→ **Text to read**:
════════

Brian: That’s right. Obviously and that’s one of the reasons that you look at the larger businesses we buy like Yammer or Mojang on the Minecraft side or like a LinkedIn. To make those deals work, you’re generally not going to destroy their business. So if you have enough critical mass and it makes sense on the strategic side it’s a different game too. So all these things do fit together and every deal is different. But I’m just saying on the whole when we’re thinking about these things, those are some of the things we think about and consider is, how does that business play, as you said, with our existing businesses. Is that something that we value or something that we don’t? Or in some cases, something that actually is a cost to us.
David: Kind of tying together both of these topics on growth and sort of the roadmap and strategic imperative for Microsoft, at the opposite end of the spectrum, a trend that’s emerged or reemerged in 2016 and I’m curious to your take on and whether you talk to these guys, is the appearance of private equity in the software market and sort of the PE-led buyouts of software companies. In many ways that’s the exact opposite of what you’re talking about. That is, in some cases, an attempt to create a conglomerate of multiple software companies together. But in other cases just, “hey, we’re going to take this private solely for its own business line.” Why do think we’ve seen that emerge? Because traditionally PE has shied far away from technology. These are typically not cashflow positive companies, you can’t put debt on them. What’s changed?
Brian: I think that has changed. I think there are a lot of now mature software companies that have legacy businesses where you have nice cashflow. If you think about your typical technology companies, business where a lot of money goes to R&D because they’re always trying to grow and chase the next generation, if you strip all that cost, in some cases you can have a really nice profitable business because the marginal cost of producing and selling software is relatively low. Or I should say the cost of selling, it could be high. But where you find that right model where if you strip out a lot of cost from the business and you think you have this pretty solid revenue stream from customers that even if you don’t invest, it’s just going to fade out over time. You can actually have some really nice traditional-looking LBOs.
So we’ve certainly seen that. Those aren’t always so exciting to us, but we actually have co-invested with some private equity firms and a few of these, take privates or LBOs or resettlings, and the one that was announced is Informatica where Permira bought them. We invested in that. What’s actually exciting about that one is there’s a component of that business that is legacy but there’s also a really good growth component to it which is why it gets us excited and the opportunity to really go deep in a partnership with them was what got us excited about the partnership and the investment and kind of on the quarter to quarter basis sitting under a public company street mentality of managing that, it’s often hard for them to really make the hard decisions both the cuts as well as the investments that they need to make to kind of modernize that company. So in many cases it’s better suited in a kind of private equity-based format. So that can actually be really interesting and really exciting, and there is certainly a lot of those businesses that are out there.
Ben: I just want to highlight real quick for our listeners – because I’ll admit, I just Googled it – LBO is a leveraged buyout.
Brian: Oh, sorry.
Ben: No problem at all. It’s interesting. We’ve got a good mix of kind of like product and engineering types that listen to the show as well as people that are kind of much more versed in the corporate development and financial world.

════════

→ **Information provided**:
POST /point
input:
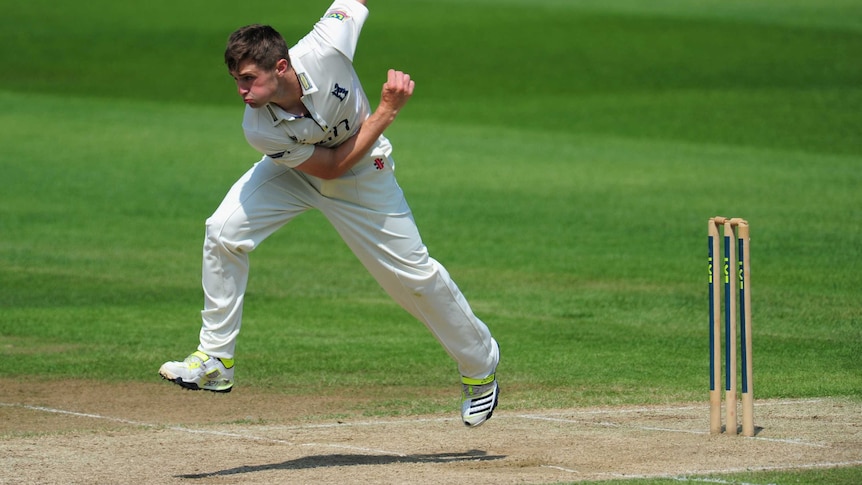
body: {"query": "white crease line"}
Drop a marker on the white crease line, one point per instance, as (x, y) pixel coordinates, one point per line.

════════

→ **Task requirements**:
A. Using the conversation on software buyouts, decide whether each statement agrees with it: (i) Brian says they invested in the deal in which Permira bought Informatica; (ii) David says private equity has traditionally favored technology companies; (iii) Ben explains that LBO stands for leveraged buyout. Answer yes or no for each, quoting the words that decide it.
B. Translate this sentence from the conversation on software buyouts into Spanish: "To make those deals work, you’re generally not going to destroy their business."

→ **Answers per task**:
A.
(i) Yes: "the one that was announced is Informatica where Permira bought them. We invested in that."
(ii) No: "Because traditionally PE has shied far away from technology."
(iii) Yes: "LBO is a leveraged buyout."

B. Para que esos acuerdos funcionen, por lo general no vas a destruir su negocio.